▶ **OBJETIVO DA TAREFA**
Transcreva, sem nenhuma alteração, a passagem do texto sobre as ações afirmativas na pós-graduação da UFBA que vai de "Desde 2014, o" até "Coletivo Luiza Bairros.".

▶ **TRECHO DO DOCUMENTO**
<<<<

Processo de construção
A UFBA, segundo Oliveira, está aprimorando e ampliando sua política de ações afirmativas. “Houve a preocupação com o estabelecimento de uma política de ações afirmativas com cuidado para que a reserva de vagas seja o piso e não o teto. O percentual mínimo da oferta total de vagas para negros e pardos baseia-se na proporção desta categoria na pós-graduação no Brasil hoje, que é de 28,9%. Por isso, adotou-se o mínimo de 30%, reservados para negros e pardos como ponto de partida na UFBA”.
Desde 2014, o processo de discussões que levou à adoção do sistema na pós-graduação foi marcado pelo diálogo com os movimentos sociais e vários grupos da universidade, por meio da realização de debates públicos como o que reuniu no auditório da Faculdade de Arquitetura, no final do ano passado, convidados especialistas no tema, como os professores Kabengele Munanga, da Universidade de São Paulo (USP), José Jorge de Carvalho, da Universidade de Brasília (UnB), Maria Rosário Gonçalves de Carvalho, dos Programas de Pós-Graduação em Antropologia e Multidisciplinar em Estudos Étnicos e Africanos (Pós-Afro) da UFBA, e Samuel Vida, da Faculdade de Direito da UFBA, representando também o Coletivo Luiza Bairros.

>>>>

▶ **TRECHOS DOS DADOS**
<<<<

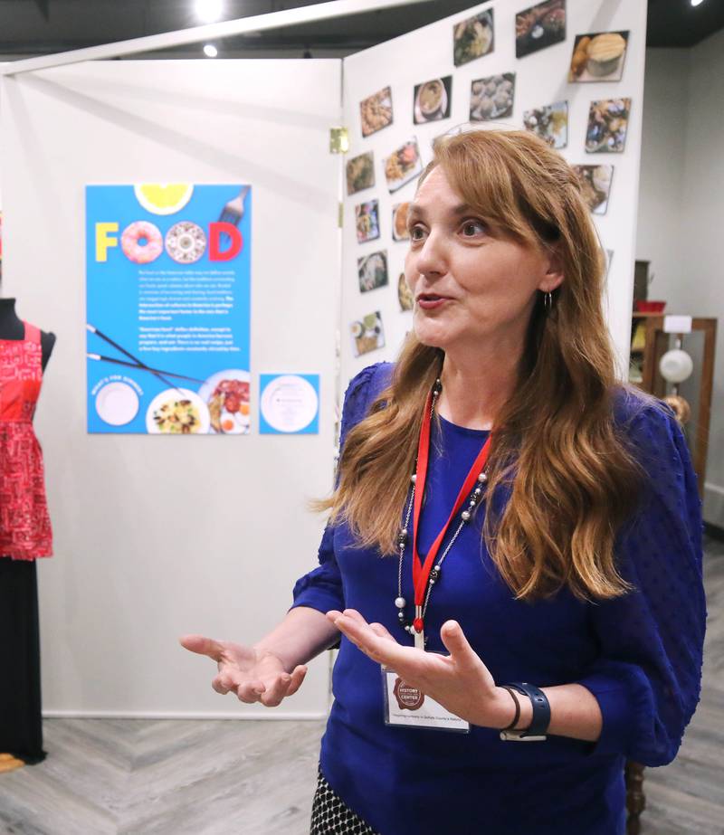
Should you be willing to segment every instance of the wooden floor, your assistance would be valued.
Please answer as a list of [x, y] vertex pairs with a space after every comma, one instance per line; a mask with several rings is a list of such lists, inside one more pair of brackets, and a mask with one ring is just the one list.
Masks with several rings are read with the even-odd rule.
[[[674, 763], [645, 771], [643, 835], [724, 835], [724, 544], [707, 540], [706, 554], [701, 703]], [[321, 722], [47, 720], [47, 760], [0, 774], [0, 833], [308, 835], [322, 731]]]

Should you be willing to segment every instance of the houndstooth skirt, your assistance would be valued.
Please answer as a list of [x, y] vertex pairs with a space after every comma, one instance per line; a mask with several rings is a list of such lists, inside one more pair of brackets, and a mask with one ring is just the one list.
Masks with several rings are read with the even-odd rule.
[[317, 776], [310, 835], [376, 835], [359, 815], [335, 794], [321, 769]]

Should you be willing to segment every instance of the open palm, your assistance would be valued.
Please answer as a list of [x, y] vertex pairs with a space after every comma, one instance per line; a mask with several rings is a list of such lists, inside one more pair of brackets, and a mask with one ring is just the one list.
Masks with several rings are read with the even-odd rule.
[[281, 659], [272, 652], [230, 640], [185, 635], [180, 643], [191, 652], [216, 661], [219, 671], [211, 686], [217, 693], [234, 693], [250, 705], [261, 702], [267, 707], [276, 707], [282, 699], [297, 692], [307, 674], [304, 665], [288, 672]]

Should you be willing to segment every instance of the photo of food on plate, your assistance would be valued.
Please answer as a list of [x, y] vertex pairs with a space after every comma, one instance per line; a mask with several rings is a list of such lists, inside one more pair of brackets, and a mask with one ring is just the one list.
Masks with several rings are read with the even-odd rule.
[[239, 435], [249, 432], [249, 382], [219, 380], [208, 402], [211, 425], [220, 434]]
[[631, 99], [604, 99], [592, 101], [586, 131], [586, 150], [589, 154], [620, 154], [626, 144]]
[[359, 102], [362, 136], [368, 137], [392, 124], [392, 90], [386, 87]]
[[492, 9], [481, 12], [452, 27], [452, 60], [456, 67], [492, 52]]
[[400, 273], [397, 280], [397, 299], [400, 302], [400, 310], [412, 310], [414, 307], [414, 299], [404, 272]]
[[369, 292], [387, 284], [387, 252], [382, 250], [357, 260], [359, 291]]
[[355, 206], [357, 243], [379, 237], [379, 202], [370, 200]]
[[379, 311], [368, 313], [349, 326], [352, 335], [352, 353], [355, 356], [369, 354], [385, 347], [385, 330]]
[[148, 404], [146, 430], [156, 435], [204, 435], [209, 431], [209, 411], [195, 392], [168, 388]]
[[354, 195], [375, 185], [375, 155], [372, 151], [353, 157], [347, 163], [347, 194]]
[[523, 125], [526, 130], [545, 139], [551, 147], [566, 147], [568, 144], [568, 102], [556, 101], [525, 110]]
[[613, 166], [574, 166], [573, 170], [581, 181], [583, 199], [594, 214], [605, 214], [608, 196], [611, 194], [611, 181], [614, 178]]
[[450, 116], [452, 92], [452, 75], [417, 84], [414, 88], [414, 107], [413, 108], [414, 124], [423, 125], [439, 119], [447, 119]]
[[513, 115], [515, 72], [478, 79], [471, 85], [470, 119], [482, 122]]
[[515, 16], [515, 54], [531, 52], [566, 40], [566, 0], [547, 0]]
[[405, 145], [393, 151], [385, 160], [385, 177], [390, 194], [402, 188], [410, 180], [422, 174], [423, 163], [420, 159], [420, 148], [417, 139], [412, 138]]
[[396, 206], [392, 207], [392, 237], [395, 241], [410, 240], [410, 232], [407, 231], [409, 211], [409, 203], [398, 203]]
[[627, 45], [627, 32], [576, 35], [568, 81], [620, 81]]

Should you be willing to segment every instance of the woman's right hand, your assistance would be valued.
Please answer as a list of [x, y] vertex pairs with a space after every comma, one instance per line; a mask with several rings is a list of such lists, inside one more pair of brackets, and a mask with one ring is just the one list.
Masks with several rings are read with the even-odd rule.
[[281, 659], [269, 650], [214, 640], [203, 635], [185, 635], [179, 641], [191, 652], [207, 655], [216, 661], [219, 672], [211, 686], [217, 693], [234, 693], [248, 705], [261, 702], [267, 707], [276, 707], [299, 690], [307, 674], [303, 664], [287, 672]]

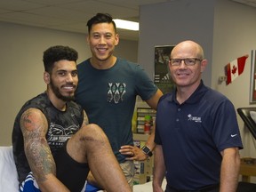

>>>>

▶ **RESPOSTA À TAREFA**
Desde 2014, o processo de discussões que levou à adoção do sistema na pós-graduação foi marcado pelo diálogo com os movimentos sociais e vários grupos da universidade, por meio da realização de debates públicos como o que reuniu no auditório da Faculdade de Arquitetura, no final do ano passado, convidados especialistas no tema, como os professores Kabengele Munanga, da Universidade de São Paulo (USP), José Jorge de Carvalho, da Universidade de Brasília (UnB), Maria Rosário Gonçalves de Carvalho, dos Programas de Pós-Graduação em Antropologia e Multidisciplinar em Estudos Étnicos e Africanos (Pós-Afro) da UFBA, e Samuel Vida, da Faculdade de Direito da UFBA, representando também o Coletivo Luiza Bairros.